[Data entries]

-------

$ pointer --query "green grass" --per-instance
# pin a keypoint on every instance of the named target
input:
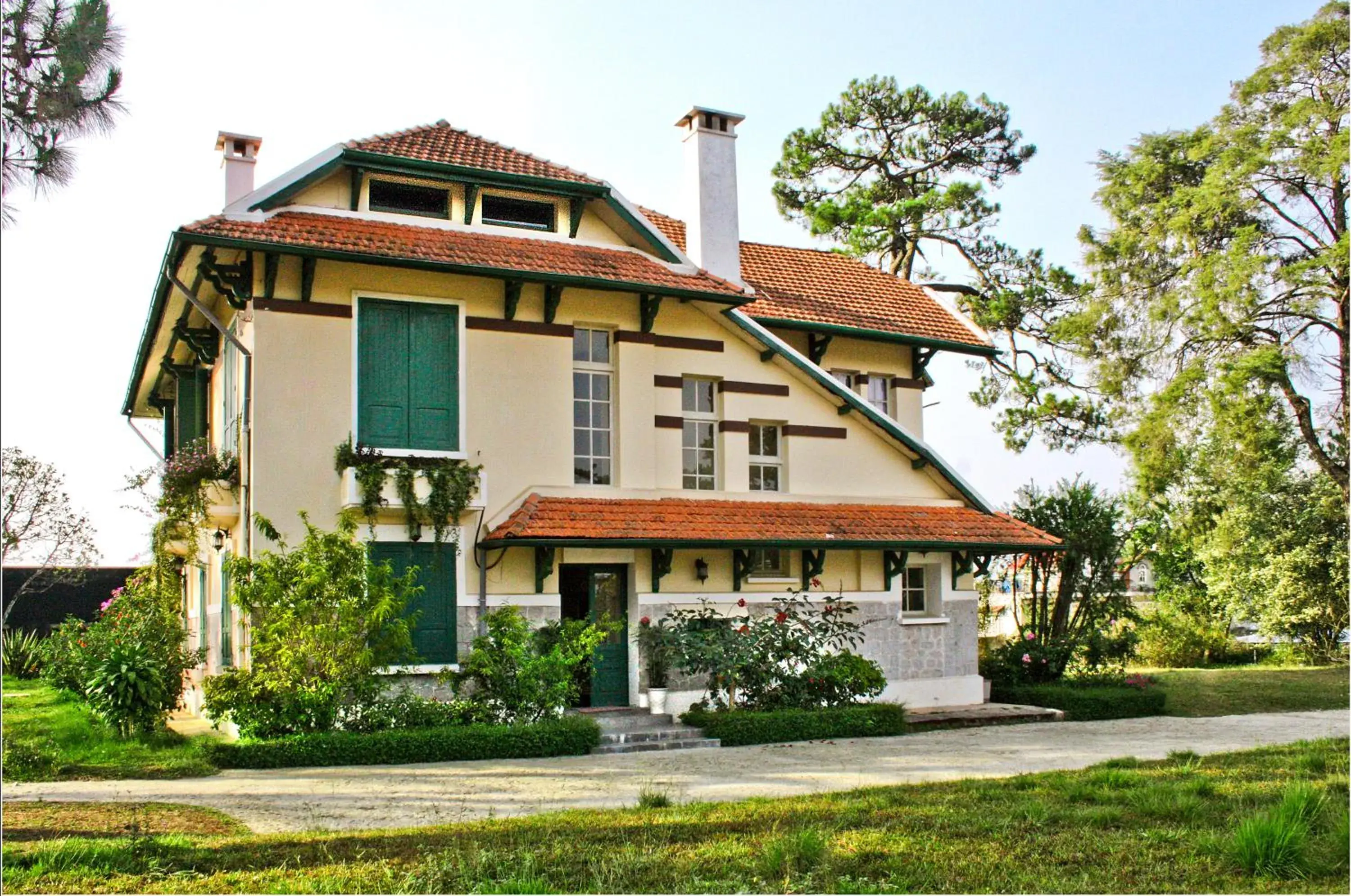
(1238, 690)
(1126, 826)
(50, 737)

-------

== AIM OF THE TASK ==
The records must be restated word for word, apart from any images.

== YOUR SOLUTION ==
$ pointer --query "green grass" --per-instance
# pin a keypoint on every instance of the named target
input:
(1238, 690)
(1126, 826)
(50, 737)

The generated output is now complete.